### What is expected
Leave out the pictures and transcribe everything else exactly.

----

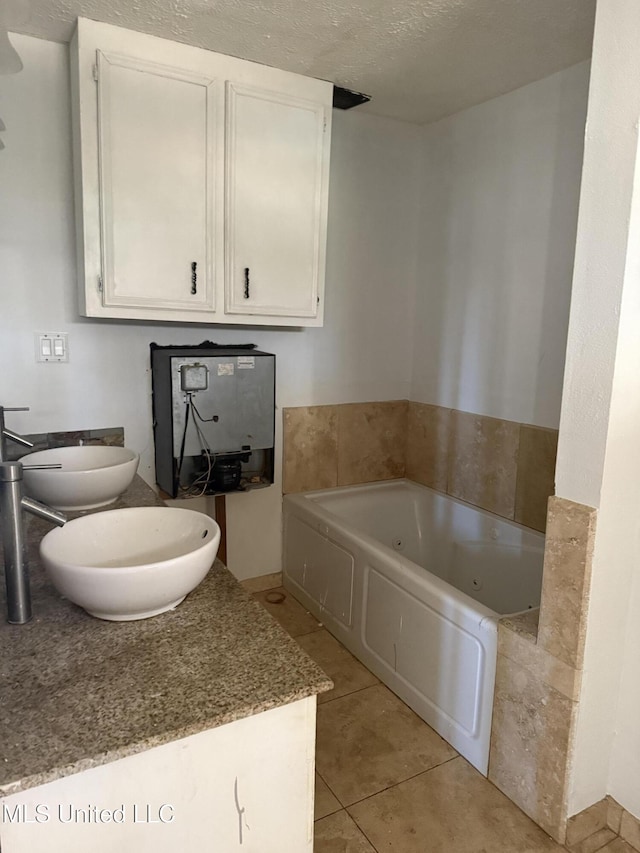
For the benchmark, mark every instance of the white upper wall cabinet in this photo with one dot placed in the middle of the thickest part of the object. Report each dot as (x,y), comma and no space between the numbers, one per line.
(201,183)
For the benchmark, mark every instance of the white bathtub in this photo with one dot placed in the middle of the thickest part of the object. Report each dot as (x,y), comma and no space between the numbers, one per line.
(413,583)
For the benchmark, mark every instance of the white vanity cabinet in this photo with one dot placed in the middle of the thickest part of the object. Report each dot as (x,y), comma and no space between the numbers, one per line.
(201,183)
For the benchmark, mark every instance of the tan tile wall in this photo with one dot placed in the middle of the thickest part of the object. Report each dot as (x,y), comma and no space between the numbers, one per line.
(502,466)
(327,446)
(539,673)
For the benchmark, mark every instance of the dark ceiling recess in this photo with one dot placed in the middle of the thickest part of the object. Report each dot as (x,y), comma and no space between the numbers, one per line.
(345,99)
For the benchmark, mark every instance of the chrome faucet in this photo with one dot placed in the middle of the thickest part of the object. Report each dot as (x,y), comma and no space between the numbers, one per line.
(12,502)
(16,569)
(7,433)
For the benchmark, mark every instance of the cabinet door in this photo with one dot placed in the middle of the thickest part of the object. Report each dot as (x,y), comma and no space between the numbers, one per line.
(276,203)
(156,185)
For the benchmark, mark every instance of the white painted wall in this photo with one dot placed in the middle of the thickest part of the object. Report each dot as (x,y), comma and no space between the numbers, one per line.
(497,237)
(598,459)
(362,353)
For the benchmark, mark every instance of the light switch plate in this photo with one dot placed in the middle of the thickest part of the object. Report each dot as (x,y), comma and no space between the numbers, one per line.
(52,346)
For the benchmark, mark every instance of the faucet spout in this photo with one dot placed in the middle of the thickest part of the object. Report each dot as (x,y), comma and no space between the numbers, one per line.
(16,569)
(7,433)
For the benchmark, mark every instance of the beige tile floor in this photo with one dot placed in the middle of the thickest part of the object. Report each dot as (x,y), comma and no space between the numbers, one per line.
(385,781)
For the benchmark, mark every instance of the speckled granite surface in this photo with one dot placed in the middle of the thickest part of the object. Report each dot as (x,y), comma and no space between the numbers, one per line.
(77,692)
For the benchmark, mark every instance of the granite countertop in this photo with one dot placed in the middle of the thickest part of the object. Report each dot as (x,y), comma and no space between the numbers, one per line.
(77,692)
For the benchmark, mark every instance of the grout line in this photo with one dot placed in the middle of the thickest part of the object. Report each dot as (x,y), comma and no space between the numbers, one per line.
(350,693)
(401,782)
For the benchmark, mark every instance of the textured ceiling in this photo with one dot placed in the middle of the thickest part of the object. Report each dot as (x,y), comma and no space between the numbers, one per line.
(420,60)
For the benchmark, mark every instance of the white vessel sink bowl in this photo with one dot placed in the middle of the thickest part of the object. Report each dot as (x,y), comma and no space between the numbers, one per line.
(125,564)
(90,476)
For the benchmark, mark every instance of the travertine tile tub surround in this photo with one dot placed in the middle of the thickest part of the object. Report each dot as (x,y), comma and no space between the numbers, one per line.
(539,672)
(502,466)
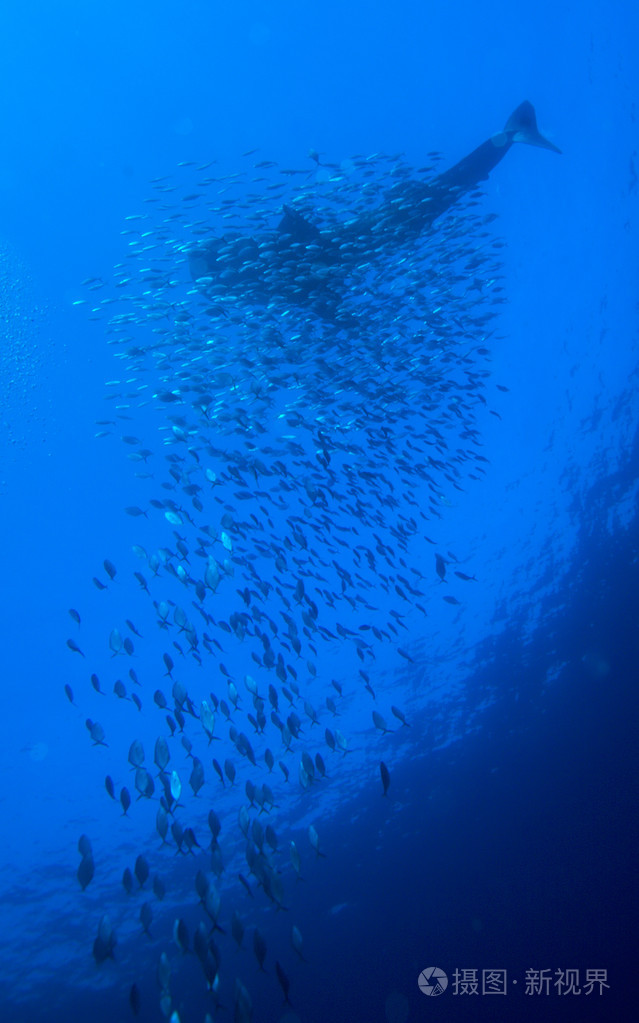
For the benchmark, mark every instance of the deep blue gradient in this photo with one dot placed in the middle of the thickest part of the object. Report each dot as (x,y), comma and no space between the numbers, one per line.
(508,837)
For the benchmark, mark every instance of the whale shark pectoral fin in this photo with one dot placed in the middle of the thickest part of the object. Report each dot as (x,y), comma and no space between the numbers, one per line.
(521,127)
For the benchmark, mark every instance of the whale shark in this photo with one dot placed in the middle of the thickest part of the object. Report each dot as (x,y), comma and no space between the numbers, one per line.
(303,264)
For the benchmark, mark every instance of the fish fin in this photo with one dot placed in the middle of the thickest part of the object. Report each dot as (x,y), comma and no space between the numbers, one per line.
(521,127)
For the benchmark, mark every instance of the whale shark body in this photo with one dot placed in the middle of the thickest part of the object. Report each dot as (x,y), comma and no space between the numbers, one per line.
(304,265)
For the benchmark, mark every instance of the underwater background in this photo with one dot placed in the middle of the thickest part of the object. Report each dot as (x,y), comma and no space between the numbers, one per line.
(252,510)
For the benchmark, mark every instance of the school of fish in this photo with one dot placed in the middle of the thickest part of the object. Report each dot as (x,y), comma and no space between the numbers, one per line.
(293,447)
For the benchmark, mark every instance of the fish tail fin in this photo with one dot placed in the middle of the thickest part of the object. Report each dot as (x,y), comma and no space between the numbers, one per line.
(521,127)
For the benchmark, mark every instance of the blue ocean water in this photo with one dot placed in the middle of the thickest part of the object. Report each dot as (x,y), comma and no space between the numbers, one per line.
(506,841)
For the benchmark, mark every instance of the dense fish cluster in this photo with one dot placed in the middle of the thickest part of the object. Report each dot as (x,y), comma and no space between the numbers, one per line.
(300,389)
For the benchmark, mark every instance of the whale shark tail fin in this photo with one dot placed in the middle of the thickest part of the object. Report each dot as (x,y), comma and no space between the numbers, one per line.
(521,127)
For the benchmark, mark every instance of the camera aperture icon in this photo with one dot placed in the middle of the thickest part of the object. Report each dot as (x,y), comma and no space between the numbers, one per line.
(432,981)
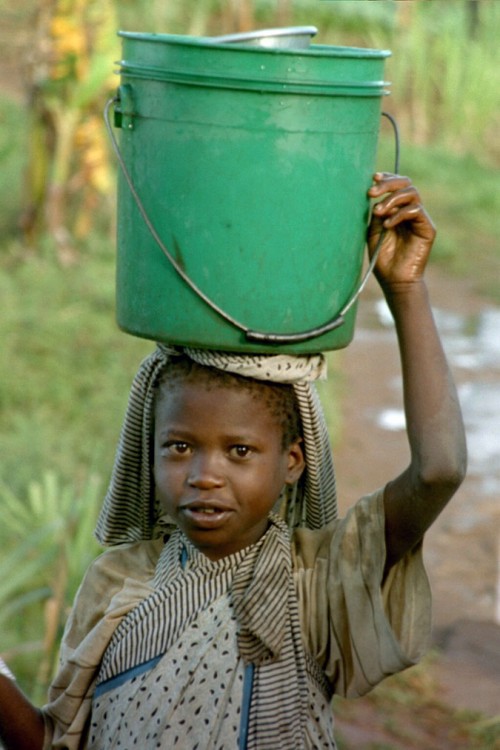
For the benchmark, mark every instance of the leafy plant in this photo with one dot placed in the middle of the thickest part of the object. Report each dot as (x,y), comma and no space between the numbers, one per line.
(47,538)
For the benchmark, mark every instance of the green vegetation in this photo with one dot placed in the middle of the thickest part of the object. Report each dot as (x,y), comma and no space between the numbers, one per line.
(67,369)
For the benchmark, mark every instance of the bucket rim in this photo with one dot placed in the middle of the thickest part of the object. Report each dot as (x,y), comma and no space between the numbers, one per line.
(314,50)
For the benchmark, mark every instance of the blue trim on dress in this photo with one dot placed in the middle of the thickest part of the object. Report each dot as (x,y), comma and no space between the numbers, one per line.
(124,677)
(245,705)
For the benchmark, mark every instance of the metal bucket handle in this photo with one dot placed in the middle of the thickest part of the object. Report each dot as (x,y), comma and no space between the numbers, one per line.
(250,335)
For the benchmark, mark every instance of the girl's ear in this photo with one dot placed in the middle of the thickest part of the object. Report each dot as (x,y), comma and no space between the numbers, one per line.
(296,462)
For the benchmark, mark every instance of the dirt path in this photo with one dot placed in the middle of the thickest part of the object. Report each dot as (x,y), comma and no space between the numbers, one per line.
(463,546)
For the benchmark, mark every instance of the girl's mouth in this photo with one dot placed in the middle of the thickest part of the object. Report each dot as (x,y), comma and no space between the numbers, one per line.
(206,516)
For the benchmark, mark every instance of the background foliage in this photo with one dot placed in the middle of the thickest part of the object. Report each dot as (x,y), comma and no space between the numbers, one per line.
(66,369)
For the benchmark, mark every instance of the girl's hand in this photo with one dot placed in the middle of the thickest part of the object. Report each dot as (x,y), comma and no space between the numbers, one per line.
(409,234)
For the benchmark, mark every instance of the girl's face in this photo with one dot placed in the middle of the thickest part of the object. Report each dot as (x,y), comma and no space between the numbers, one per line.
(219,464)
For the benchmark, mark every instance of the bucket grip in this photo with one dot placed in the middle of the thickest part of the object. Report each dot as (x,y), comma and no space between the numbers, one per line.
(250,335)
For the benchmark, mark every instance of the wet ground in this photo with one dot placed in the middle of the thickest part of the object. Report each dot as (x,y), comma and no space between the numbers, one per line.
(463,547)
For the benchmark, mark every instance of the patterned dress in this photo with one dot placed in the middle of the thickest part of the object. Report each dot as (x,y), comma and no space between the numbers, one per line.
(166,648)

----

### Written solution
For the benchmark, mark every instance of the white upper wall cabinet in this photo with one dot placed in the middle of the thickest part of the object. Report each dot as (x,y), comma and no space between the numbers, one per line.
(201,183)
For the benchmark, mark every instance of the white bathtub in this photo with one dot placed in the middle of the thickest part of the object. Report each dot as (x,y), comma and no space between the numbers, one per line.
(413,583)
For the benchmark, mark every instance of the white vanity cabinet in this photo with one dot placed in the middle of the thickest part of the object. Report each dot as (x,y), comma and no space between the numbers, one per line.
(201,183)
For the benchmark, mark every instance of the tan tile wall in this photo with one dot placed in the middle of the thickest part of the object. Report each dot as (x,y), comma and no space between the numbers, one per line.
(502,466)
(327,446)
(539,673)
For the benchmark, mark every instance of the dark ceiling recess in this photo with one dot placed in the middle of the thickest part of the object. Report each dot as (x,y), comma and no space between the numbers, one per line.
(345,99)
For the benchmark, mark every instance of the chrome faucet in this photo with one dot placed in the middle of the thickest part of the object. Report each dot as (x,y), comma and no space between the numbers, one per line.
(12,502)
(16,569)
(7,433)
For the benchmark, mark every instance of the cabinet door in this photo with one dot placed in the middle of the thickest part of the object. Report each dot as (x,y), comma and no space between the numbers, one per line.
(276,203)
(156,185)
For the benchmark, mark every instance of the white painted wall in this photo with one dot placed in the middle of the thickest part of the object. Report each dot as (x,y), comma and no space between the numbers, one per line.
(497,237)
(598,459)
(362,353)
For the benchmark, mark every instance of the light switch plate in this photo with one dot placed in the middle of the thickest part of the object. Report each dot as (x,y), comma and no space between the numbers, one per line.
(52,346)
For the benchmark, mark every instance of the faucet spout in this photo with one dot placed in the middle of the thickest part of the object. Report each dot as (x,y), comma and no space between the numbers, one per line.
(16,569)
(7,433)
For the benchmark, mark every instance of the beige tile floor in this photo with one dot placed in the middle of the thickest part of the object. Report each dot as (x,y), comma and no space between the numbers, one per line.
(385,781)
For the benchmark, mark every instance of the speckled granite surface in this photo with one dot placed in the middle of the thickest part of the object. Report each dot as (x,y), comma and no space between the numbers, one per line.
(77,692)
For the benchmark, mark every instance of the granite countertop in this photo with one dot placed in the middle of the thickest part of the object. Report each dot as (x,y), comma and no space between the numbers, one per line.
(77,692)
For the benchmark, mark every instance of the grout line in this photo with one dot placed in the middle of the thickest part of the object. Report each dot as (x,y), comma and no space between the numbers, one per line.
(350,693)
(401,782)
For the benchmark, mark every instance of the textured ceiling in this photo with one dot placed in the middle of the thickest part of the object. Report each dot as (x,y), comma and no space between the numbers, one per line.
(420,60)
For the benchmark, mark every instance of the white vessel sink bowl in this photo with one dot placed in the middle of the thickest part of the object. Report each dot as (x,y), comma and no space between the numbers, one per line.
(125,564)
(90,476)
For the benchmark, mark every instance of the travertine tile tub surround in this photo with one dot placed in the middle of the thickest part of the object. Report each dot as (x,y), comma and no space between the numbers, one per line.
(539,672)
(502,466)
For the benchmark, mark every instance of the deep blue gradient in this photo with one dot placed in the middle of the thickest part of the object. Report each dot as (x,y), comma and no space between the numbers, one per line.
(508,837)
For the benchmark, mark every instance of the whale shark pectoral fin in this photo with one dot placed in the middle of the thickest part of the object. Report each dot as (x,y), comma and no space between the numbers, one per line.
(521,127)
For the benchmark, mark every instance of the whale shark in this photo with one dot placed in the middle of the thickest part of the object. Report each dot as (x,y), comma and no space between the numbers, one per line.
(303,264)
For the benchmark, mark every instance of the fish fin in this photo with one dot placed in the middle of the thickest part of the object. Report each dot as (x,y), comma and no space between the numbers, one per line.
(521,127)
For the benchmark, mark every instance of the whale shark body in this photo with one dot placed in the middle of the thickest part of the object. Report each dot as (x,y), comma and no space between the numbers, one per line.
(304,265)
For the benchmark, mark every instance of the underwater background in this photo with one dot placed in the middle of the thickest part of the object. Report each dot as (x,y), comma and no space between the numbers, one per line.
(252,510)
For the benchmark, mark every instance of the school of fish in this photo with one dot placed in the middle of the thickest part of the object. Report each dot as (x,y), comma and no space between the numbers, one per line.
(293,447)
For the benchmark, mark every instance of the fish tail fin in this photo with one dot placed in the middle of the thickest part of the object. Report each dot as (x,y), comma and no space between the numbers, one per line.
(521,127)
For the benchmark, mark every instance of the blue ocean water in this photo with one dot placed in the middle of the thickest part of the object. Report each dot as (x,y), comma and no space between the numbers, one per line.
(506,841)
For the benchmark, mark every instance of the dense fish cluster in this photo with one dot placed in the middle of the thickest part of the object. Report each dot as (x,y), comma and no space between the numbers, one per line.
(300,389)
For the benchmark, mark every instance of the whale shark tail fin in this photo with one dot placed in the middle of the thickest part of the object. Report each dot as (x,y), comma and no space between the numbers, one per line.
(521,127)
For the benchmark, mark every instance of the camera aperture icon in this photo with one dot placed in the middle of the thickest part of the object. Report each dot as (x,y), comma and no space between the numbers, one per line.
(432,981)
For the benchmark, mark every instance of the leafy plant in this photo with one dot placed in the middle of the thickest part of the object. Report each dot as (x,y), comma and no space between the numbers, one per line.
(47,538)
For the benchmark, mark every instance of the green vegetation in this photo with one dot placed in the middle of the thickest part of the object. Report each dot as (x,y), comma and no space between the numbers, one per line.
(67,369)
For the benchmark, mark every instance of the bucket rim in this photo with one dot placed in the middle of the thickest part of the object. Report each dot as (x,y), comma and no space between the numbers, one per line.
(314,50)
For the benchmark, mark every instance of the blue trim on dress in this photo with one dot placed in the middle of the thickest part of the object. Report each dot as (x,y), comma and no space between the numbers, one per line.
(124,677)
(245,705)
For the benchmark, mark every instance of the metal bucket handle in this photo with one dot placed in the middle of the thickest part of the object. Report each dot as (x,y), comma and no space between the numbers, one per line.
(250,335)
For the benchmark, mark every instance of the girl's ear in this photo with one dot placed in the middle of the thickest part of the object. Report each dot as (x,y), comma and no space between the numbers, one per line.
(296,462)
For the benchmark, mark every instance of the dirt path in this photo with one dot placed in the middle of the thickest part of the object. Report each dot as (x,y), comma and no space between the numbers, one per line.
(463,546)
For the benchmark, mark every instance of the girl's mouth in this photo with one dot placed in the middle of the thickest part of the object. Report each dot as (x,y), comma and no space between the numbers, one per line.
(206,516)
For the benchmark, mark every instance of the background foliage in this photo with one dot placed in the middle of the thickest part of the object. Report each dot as (x,y), comma and no space between the numbers, one per line.
(66,369)
For the benchmark, mark every instance of the girl's hand in this photo with one dot placed in the middle of the thickest part of the object. Report each dot as (x,y), comma and no space between the numbers, one per line.
(409,234)
For the benchmark, mark every instance of the girl's face in this photo with one dot placed in the middle of the thickest part of the object. Report each dot as (x,y), comma and no space between the numbers, one per line.
(219,464)
For the benchmark, mark every instance of the bucket grip in this photo with one dot placed in the middle of the thickest part of the object. Report each dot as (x,y), comma and no space between the numbers, one per line.
(250,335)
For the benchmark, mark every instance of the wet ground in this photo with one dot placed in the middle of the thickest part of the object. Report each dot as (x,y), comma and no space between the numbers, one per line.
(463,547)
For the benchmark, mark every instance of the patterned dress in this photo with one dot placed in the middle of the thickest part of the object. Report each dot as (x,y), comma and no space between the numbers, one per line.
(166,648)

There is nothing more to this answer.